▸ **TASK DIRECTIONS**
Please return the lines of the data that contain "petal".

Records contained in a dataset:
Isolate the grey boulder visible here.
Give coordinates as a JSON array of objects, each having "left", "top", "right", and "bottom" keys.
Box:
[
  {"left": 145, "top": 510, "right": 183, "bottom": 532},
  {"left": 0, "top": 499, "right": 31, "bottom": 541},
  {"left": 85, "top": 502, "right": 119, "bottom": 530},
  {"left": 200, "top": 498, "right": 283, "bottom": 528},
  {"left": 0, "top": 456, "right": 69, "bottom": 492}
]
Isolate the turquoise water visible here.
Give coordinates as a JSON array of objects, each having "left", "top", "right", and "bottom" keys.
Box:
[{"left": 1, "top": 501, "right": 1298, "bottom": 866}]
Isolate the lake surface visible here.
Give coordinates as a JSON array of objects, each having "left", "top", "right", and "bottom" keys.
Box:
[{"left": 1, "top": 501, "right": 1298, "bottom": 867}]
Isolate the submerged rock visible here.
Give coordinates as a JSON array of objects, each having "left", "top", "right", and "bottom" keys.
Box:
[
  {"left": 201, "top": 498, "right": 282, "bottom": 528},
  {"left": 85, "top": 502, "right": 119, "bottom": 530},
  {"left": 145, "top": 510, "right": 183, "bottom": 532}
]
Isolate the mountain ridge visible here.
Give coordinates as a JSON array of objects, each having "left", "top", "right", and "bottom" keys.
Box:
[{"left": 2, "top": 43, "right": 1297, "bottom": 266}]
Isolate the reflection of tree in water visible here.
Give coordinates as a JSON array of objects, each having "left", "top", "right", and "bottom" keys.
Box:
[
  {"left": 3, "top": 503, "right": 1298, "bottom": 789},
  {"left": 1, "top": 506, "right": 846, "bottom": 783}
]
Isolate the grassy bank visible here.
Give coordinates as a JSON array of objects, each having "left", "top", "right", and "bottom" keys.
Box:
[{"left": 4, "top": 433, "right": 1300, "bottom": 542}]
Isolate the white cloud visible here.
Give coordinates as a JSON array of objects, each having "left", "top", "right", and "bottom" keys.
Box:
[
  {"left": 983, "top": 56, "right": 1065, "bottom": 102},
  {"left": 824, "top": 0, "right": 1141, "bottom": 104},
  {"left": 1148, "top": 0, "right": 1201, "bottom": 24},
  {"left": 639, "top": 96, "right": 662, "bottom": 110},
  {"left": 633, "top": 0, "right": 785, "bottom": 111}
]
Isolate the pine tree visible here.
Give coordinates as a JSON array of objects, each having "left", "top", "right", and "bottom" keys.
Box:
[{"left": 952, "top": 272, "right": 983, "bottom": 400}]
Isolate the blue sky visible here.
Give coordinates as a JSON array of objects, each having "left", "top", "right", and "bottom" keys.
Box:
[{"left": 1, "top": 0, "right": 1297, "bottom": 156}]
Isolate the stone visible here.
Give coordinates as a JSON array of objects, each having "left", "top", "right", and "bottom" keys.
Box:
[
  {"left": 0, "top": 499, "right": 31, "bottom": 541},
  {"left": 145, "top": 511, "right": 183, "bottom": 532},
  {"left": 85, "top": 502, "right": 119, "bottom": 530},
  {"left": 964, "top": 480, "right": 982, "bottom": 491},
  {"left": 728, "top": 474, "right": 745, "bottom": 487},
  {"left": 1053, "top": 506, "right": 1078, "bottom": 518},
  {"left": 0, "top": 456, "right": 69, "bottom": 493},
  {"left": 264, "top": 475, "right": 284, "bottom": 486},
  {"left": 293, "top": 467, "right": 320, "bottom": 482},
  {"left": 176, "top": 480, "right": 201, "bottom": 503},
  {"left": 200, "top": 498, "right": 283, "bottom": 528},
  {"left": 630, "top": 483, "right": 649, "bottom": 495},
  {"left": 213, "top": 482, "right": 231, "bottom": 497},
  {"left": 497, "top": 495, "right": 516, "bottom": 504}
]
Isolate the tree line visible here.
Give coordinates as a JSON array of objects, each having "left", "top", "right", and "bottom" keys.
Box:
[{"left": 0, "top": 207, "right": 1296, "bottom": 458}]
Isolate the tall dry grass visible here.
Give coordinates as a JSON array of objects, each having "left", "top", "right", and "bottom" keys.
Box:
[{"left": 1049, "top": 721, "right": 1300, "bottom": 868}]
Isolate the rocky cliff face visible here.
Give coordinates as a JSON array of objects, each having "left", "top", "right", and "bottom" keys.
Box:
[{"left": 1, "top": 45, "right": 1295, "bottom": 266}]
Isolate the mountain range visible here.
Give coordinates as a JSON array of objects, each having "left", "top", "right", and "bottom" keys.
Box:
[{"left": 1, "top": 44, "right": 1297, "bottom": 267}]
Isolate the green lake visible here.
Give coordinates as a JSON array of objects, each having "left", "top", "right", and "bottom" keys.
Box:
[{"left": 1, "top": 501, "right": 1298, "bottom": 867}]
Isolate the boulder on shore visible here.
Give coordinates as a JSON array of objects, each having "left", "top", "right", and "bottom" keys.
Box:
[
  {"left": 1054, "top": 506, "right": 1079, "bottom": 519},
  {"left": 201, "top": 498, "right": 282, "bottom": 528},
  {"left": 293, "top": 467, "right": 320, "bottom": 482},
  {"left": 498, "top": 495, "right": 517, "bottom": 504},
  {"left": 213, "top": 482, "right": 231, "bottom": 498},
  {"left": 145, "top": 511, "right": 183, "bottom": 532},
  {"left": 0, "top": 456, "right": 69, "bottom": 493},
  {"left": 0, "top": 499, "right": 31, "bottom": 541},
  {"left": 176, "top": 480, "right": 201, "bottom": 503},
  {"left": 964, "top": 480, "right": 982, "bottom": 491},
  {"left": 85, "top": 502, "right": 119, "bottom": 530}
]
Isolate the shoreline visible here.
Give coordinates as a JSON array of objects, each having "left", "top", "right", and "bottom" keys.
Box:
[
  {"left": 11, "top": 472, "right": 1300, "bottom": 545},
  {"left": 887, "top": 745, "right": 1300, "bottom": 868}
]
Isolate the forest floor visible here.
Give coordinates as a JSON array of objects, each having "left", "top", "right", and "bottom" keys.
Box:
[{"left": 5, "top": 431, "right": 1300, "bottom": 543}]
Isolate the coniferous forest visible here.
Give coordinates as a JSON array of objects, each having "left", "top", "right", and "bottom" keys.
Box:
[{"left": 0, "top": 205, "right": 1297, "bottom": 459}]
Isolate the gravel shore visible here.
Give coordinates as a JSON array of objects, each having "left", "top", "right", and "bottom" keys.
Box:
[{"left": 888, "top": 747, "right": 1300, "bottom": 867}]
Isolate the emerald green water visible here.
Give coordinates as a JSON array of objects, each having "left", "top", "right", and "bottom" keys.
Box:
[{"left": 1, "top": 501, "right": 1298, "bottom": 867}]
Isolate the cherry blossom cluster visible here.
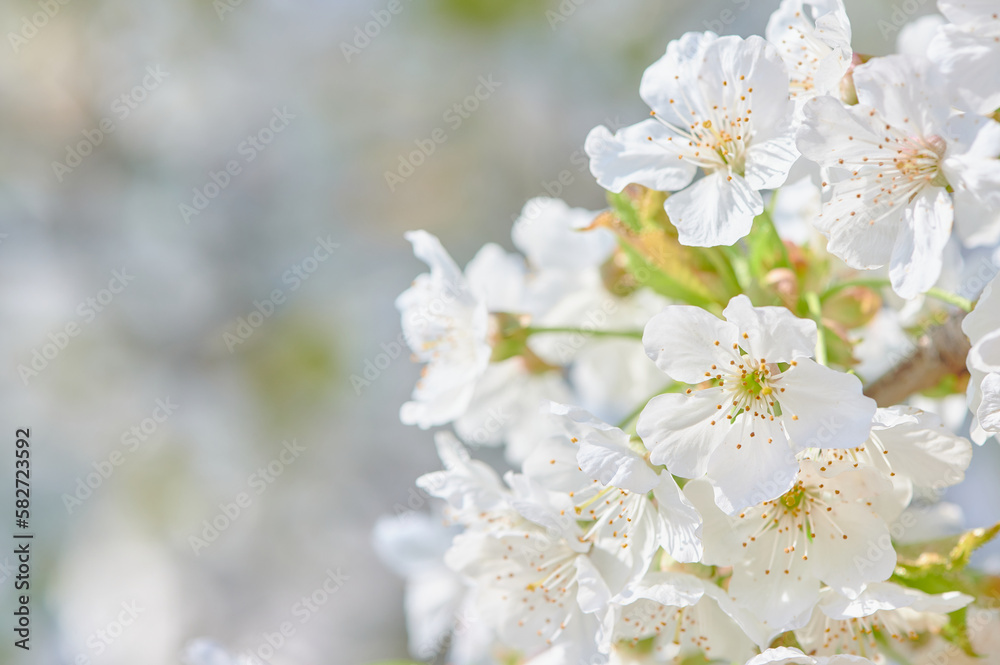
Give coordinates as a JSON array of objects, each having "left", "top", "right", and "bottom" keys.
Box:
[{"left": 377, "top": 2, "right": 1000, "bottom": 665}]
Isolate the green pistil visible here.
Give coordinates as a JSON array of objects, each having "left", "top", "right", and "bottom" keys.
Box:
[{"left": 781, "top": 486, "right": 806, "bottom": 511}]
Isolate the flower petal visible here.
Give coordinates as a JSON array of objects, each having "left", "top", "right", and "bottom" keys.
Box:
[
  {"left": 776, "top": 359, "right": 876, "bottom": 450},
  {"left": 638, "top": 391, "right": 728, "bottom": 478},
  {"left": 585, "top": 120, "right": 696, "bottom": 193},
  {"left": 664, "top": 171, "right": 762, "bottom": 247},
  {"left": 888, "top": 187, "right": 954, "bottom": 299},
  {"left": 643, "top": 305, "right": 739, "bottom": 383},
  {"left": 723, "top": 294, "right": 817, "bottom": 362}
]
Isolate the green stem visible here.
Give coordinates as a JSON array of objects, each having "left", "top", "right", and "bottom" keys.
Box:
[
  {"left": 820, "top": 278, "right": 973, "bottom": 312},
  {"left": 523, "top": 326, "right": 644, "bottom": 340},
  {"left": 804, "top": 291, "right": 828, "bottom": 367},
  {"left": 756, "top": 207, "right": 791, "bottom": 269},
  {"left": 699, "top": 247, "right": 742, "bottom": 300},
  {"left": 925, "top": 287, "right": 974, "bottom": 312}
]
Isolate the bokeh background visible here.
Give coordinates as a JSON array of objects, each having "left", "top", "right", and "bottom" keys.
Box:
[{"left": 2, "top": 0, "right": 997, "bottom": 664}]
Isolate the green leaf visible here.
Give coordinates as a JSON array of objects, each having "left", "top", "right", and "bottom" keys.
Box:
[
  {"left": 941, "top": 606, "right": 978, "bottom": 658},
  {"left": 891, "top": 522, "right": 1000, "bottom": 658},
  {"left": 617, "top": 238, "right": 719, "bottom": 309},
  {"left": 949, "top": 522, "right": 1000, "bottom": 570},
  {"left": 745, "top": 210, "right": 791, "bottom": 282},
  {"left": 609, "top": 191, "right": 643, "bottom": 233}
]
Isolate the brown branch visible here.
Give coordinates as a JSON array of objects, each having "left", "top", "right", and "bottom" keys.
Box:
[{"left": 864, "top": 312, "right": 971, "bottom": 408}]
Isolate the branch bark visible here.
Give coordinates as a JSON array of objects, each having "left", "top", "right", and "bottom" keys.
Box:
[{"left": 864, "top": 312, "right": 971, "bottom": 408}]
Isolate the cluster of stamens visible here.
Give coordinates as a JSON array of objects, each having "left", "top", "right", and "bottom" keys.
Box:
[
  {"left": 736, "top": 478, "right": 849, "bottom": 577},
  {"left": 645, "top": 72, "right": 755, "bottom": 176}
]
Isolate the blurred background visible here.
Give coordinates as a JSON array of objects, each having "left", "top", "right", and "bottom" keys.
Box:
[{"left": 1, "top": 0, "right": 996, "bottom": 664}]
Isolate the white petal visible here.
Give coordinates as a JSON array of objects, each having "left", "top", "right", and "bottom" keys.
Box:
[
  {"left": 745, "top": 647, "right": 816, "bottom": 665},
  {"left": 614, "top": 571, "right": 705, "bottom": 607},
  {"left": 574, "top": 554, "right": 614, "bottom": 614},
  {"left": 404, "top": 229, "right": 466, "bottom": 287},
  {"left": 521, "top": 436, "right": 589, "bottom": 493},
  {"left": 464, "top": 243, "right": 526, "bottom": 312},
  {"left": 551, "top": 403, "right": 659, "bottom": 494},
  {"left": 416, "top": 432, "right": 506, "bottom": 514},
  {"left": 809, "top": 500, "right": 896, "bottom": 598},
  {"left": 730, "top": 548, "right": 819, "bottom": 634},
  {"left": 776, "top": 359, "right": 876, "bottom": 450},
  {"left": 853, "top": 56, "right": 942, "bottom": 135},
  {"left": 819, "top": 581, "right": 972, "bottom": 619},
  {"left": 651, "top": 474, "right": 704, "bottom": 563},
  {"left": 706, "top": 416, "right": 799, "bottom": 513},
  {"left": 511, "top": 197, "right": 615, "bottom": 272},
  {"left": 664, "top": 171, "right": 762, "bottom": 247},
  {"left": 888, "top": 187, "right": 954, "bottom": 299},
  {"left": 978, "top": 371, "right": 1000, "bottom": 435},
  {"left": 640, "top": 31, "right": 719, "bottom": 117},
  {"left": 585, "top": 120, "right": 696, "bottom": 193},
  {"left": 638, "top": 391, "right": 728, "bottom": 478},
  {"left": 745, "top": 134, "right": 800, "bottom": 191},
  {"left": 682, "top": 478, "right": 742, "bottom": 566},
  {"left": 642, "top": 305, "right": 739, "bottom": 384},
  {"left": 870, "top": 407, "right": 973, "bottom": 489},
  {"left": 699, "top": 35, "right": 793, "bottom": 141},
  {"left": 722, "top": 294, "right": 817, "bottom": 362}
]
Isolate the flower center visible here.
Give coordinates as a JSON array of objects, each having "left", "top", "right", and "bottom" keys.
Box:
[
  {"left": 894, "top": 134, "right": 947, "bottom": 187},
  {"left": 727, "top": 357, "right": 783, "bottom": 422}
]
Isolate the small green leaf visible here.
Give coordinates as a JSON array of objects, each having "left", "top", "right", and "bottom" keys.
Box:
[
  {"left": 609, "top": 191, "right": 643, "bottom": 233},
  {"left": 949, "top": 522, "right": 1000, "bottom": 570},
  {"left": 746, "top": 210, "right": 791, "bottom": 282},
  {"left": 617, "top": 239, "right": 718, "bottom": 309}
]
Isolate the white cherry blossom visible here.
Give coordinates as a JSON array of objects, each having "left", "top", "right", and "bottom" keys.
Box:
[
  {"left": 521, "top": 404, "right": 703, "bottom": 567},
  {"left": 612, "top": 571, "right": 763, "bottom": 664},
  {"left": 928, "top": 0, "right": 1000, "bottom": 114},
  {"left": 637, "top": 295, "right": 876, "bottom": 513},
  {"left": 765, "top": 0, "right": 853, "bottom": 106},
  {"left": 797, "top": 55, "right": 1000, "bottom": 297},
  {"left": 397, "top": 231, "right": 520, "bottom": 428},
  {"left": 586, "top": 32, "right": 798, "bottom": 247},
  {"left": 795, "top": 582, "right": 973, "bottom": 658},
  {"left": 807, "top": 406, "right": 972, "bottom": 521},
  {"left": 373, "top": 512, "right": 493, "bottom": 663},
  {"left": 963, "top": 271, "right": 1000, "bottom": 443},
  {"left": 686, "top": 458, "right": 899, "bottom": 635},
  {"left": 746, "top": 646, "right": 876, "bottom": 665}
]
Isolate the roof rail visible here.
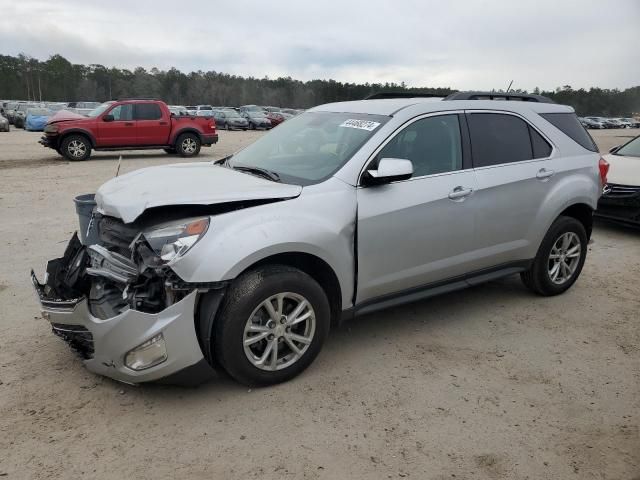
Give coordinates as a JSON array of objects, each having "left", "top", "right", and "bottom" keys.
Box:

▸ **COMPLETED EXERCISE**
Isolate the flower petal visible here.
Isolate the white petal visible here.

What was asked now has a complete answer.